## WHAT IS ASKED:
Identify every line in the items below that contains the word "ground", matching case exactly, and copy each of those lines.

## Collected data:
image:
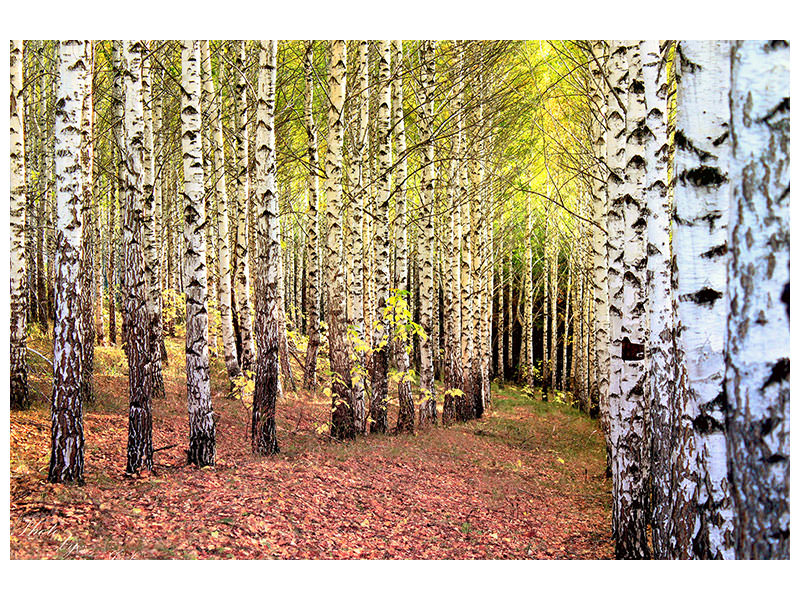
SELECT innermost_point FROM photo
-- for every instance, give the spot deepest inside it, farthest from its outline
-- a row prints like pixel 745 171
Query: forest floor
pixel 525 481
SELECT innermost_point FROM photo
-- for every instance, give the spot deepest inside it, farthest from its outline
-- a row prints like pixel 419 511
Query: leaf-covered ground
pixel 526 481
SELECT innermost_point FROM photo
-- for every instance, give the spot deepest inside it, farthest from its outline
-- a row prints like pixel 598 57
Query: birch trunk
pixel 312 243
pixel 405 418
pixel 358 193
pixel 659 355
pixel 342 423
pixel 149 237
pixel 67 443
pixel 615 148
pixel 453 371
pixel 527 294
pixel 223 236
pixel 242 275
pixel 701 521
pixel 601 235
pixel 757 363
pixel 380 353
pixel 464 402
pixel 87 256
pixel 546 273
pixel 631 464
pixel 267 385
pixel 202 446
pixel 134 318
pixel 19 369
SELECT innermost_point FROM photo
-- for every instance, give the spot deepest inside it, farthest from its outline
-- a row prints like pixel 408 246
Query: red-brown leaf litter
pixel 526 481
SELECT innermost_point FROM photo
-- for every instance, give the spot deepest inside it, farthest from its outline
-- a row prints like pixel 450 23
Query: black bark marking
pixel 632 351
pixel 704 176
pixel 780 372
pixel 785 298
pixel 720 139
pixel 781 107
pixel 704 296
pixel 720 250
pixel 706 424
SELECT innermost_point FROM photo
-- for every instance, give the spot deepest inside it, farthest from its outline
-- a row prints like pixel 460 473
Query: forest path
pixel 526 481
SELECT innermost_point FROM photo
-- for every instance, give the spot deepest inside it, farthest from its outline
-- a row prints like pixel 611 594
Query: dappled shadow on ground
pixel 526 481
--
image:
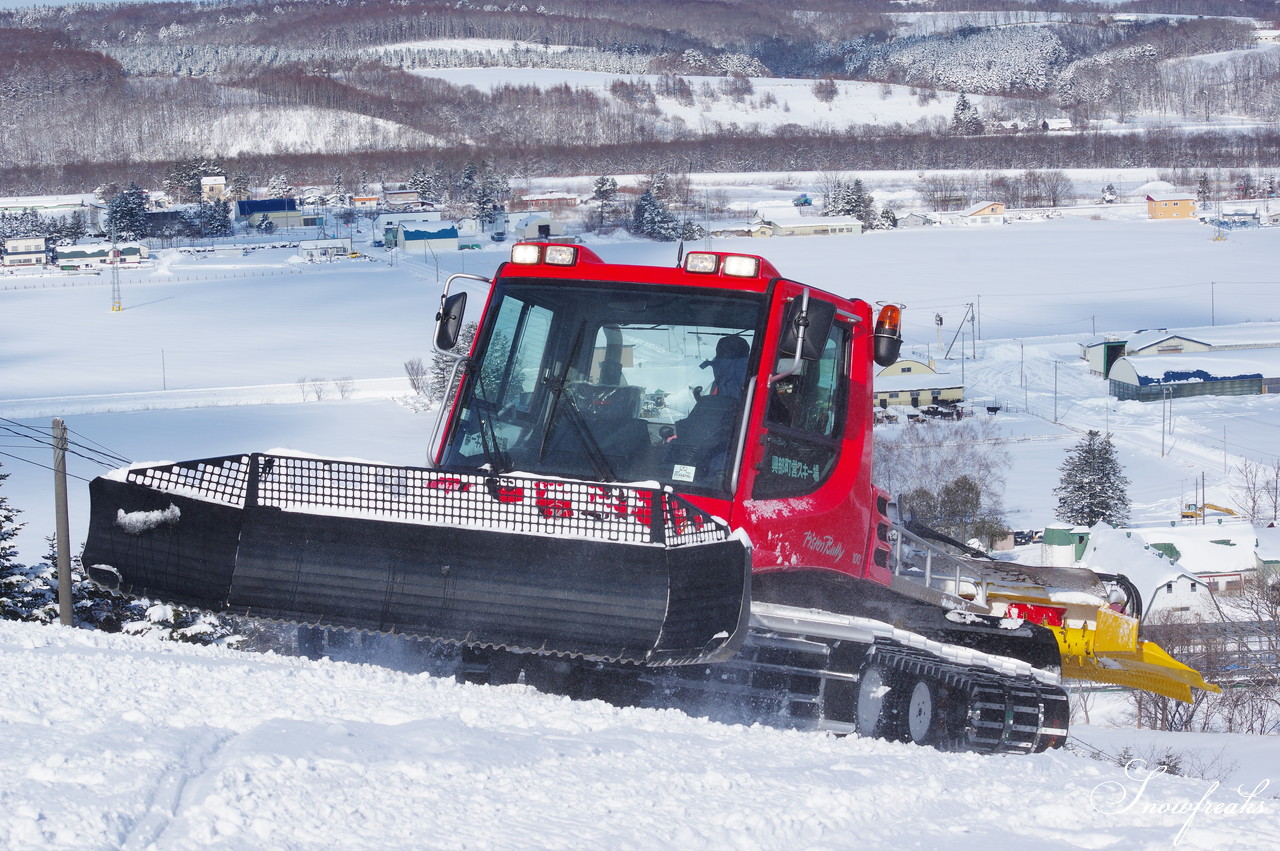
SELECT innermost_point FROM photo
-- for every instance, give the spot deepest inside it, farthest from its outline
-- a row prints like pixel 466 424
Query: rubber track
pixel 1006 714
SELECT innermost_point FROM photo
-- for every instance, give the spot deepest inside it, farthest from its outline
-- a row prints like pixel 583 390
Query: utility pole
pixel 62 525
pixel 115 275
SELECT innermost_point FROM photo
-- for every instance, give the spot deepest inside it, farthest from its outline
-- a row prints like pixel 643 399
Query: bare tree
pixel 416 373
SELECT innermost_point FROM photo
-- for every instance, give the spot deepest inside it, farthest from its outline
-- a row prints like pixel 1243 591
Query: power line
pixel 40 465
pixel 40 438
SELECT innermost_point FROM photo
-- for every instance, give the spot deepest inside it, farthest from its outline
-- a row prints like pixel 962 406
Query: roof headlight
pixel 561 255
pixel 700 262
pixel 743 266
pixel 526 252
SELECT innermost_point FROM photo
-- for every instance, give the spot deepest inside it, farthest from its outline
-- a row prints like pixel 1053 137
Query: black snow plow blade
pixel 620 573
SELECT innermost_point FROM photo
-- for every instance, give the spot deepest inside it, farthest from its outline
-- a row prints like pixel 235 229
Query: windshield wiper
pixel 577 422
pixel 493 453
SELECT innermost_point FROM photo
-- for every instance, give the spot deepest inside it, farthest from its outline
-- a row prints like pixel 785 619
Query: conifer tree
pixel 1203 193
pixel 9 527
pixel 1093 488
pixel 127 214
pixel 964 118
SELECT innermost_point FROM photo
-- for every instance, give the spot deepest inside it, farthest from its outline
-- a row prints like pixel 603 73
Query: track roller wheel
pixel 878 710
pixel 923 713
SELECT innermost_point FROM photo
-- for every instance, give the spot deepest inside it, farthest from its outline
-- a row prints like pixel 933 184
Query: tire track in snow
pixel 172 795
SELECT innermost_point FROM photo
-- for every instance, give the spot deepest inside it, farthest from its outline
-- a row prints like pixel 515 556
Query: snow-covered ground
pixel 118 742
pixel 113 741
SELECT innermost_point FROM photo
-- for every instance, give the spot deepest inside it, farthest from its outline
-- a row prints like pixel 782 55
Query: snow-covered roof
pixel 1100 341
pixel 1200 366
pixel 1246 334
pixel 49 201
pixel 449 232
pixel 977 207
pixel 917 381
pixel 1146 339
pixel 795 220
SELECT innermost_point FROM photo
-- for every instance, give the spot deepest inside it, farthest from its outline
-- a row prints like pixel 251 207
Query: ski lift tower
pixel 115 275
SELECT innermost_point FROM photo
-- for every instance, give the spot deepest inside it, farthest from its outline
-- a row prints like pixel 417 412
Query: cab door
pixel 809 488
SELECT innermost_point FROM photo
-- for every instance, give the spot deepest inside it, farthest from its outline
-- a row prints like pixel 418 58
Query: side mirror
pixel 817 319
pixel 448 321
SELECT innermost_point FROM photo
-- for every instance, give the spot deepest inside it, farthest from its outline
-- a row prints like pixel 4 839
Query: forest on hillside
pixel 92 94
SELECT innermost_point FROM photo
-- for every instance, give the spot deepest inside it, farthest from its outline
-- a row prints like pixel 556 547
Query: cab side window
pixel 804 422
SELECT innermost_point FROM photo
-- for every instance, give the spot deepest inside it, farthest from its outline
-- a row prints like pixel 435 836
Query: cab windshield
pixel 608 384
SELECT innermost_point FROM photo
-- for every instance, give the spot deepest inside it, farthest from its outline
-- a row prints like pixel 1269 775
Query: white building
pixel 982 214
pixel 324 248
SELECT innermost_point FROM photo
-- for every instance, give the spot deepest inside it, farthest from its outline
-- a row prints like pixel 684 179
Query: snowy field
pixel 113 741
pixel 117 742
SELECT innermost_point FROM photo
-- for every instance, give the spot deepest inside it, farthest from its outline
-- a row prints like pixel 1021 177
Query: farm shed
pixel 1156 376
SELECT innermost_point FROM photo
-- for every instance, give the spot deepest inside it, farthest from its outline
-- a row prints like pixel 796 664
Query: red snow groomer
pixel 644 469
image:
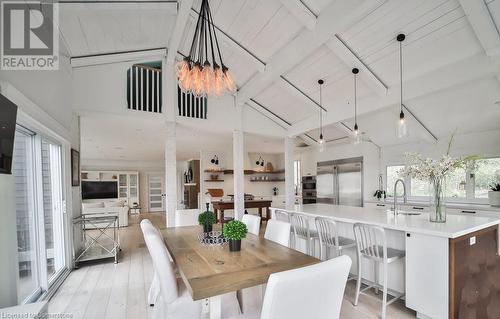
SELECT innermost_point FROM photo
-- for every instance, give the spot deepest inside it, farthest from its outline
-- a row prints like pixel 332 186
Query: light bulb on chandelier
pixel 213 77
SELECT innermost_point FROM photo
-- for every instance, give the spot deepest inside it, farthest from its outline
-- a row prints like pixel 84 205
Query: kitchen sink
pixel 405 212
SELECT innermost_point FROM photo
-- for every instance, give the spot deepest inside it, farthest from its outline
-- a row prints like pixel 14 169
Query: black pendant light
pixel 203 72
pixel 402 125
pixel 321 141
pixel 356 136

## SOLUTION:
Query: leaf-covered ground
Query: dappled shadow on ground
Query: snow-covered ground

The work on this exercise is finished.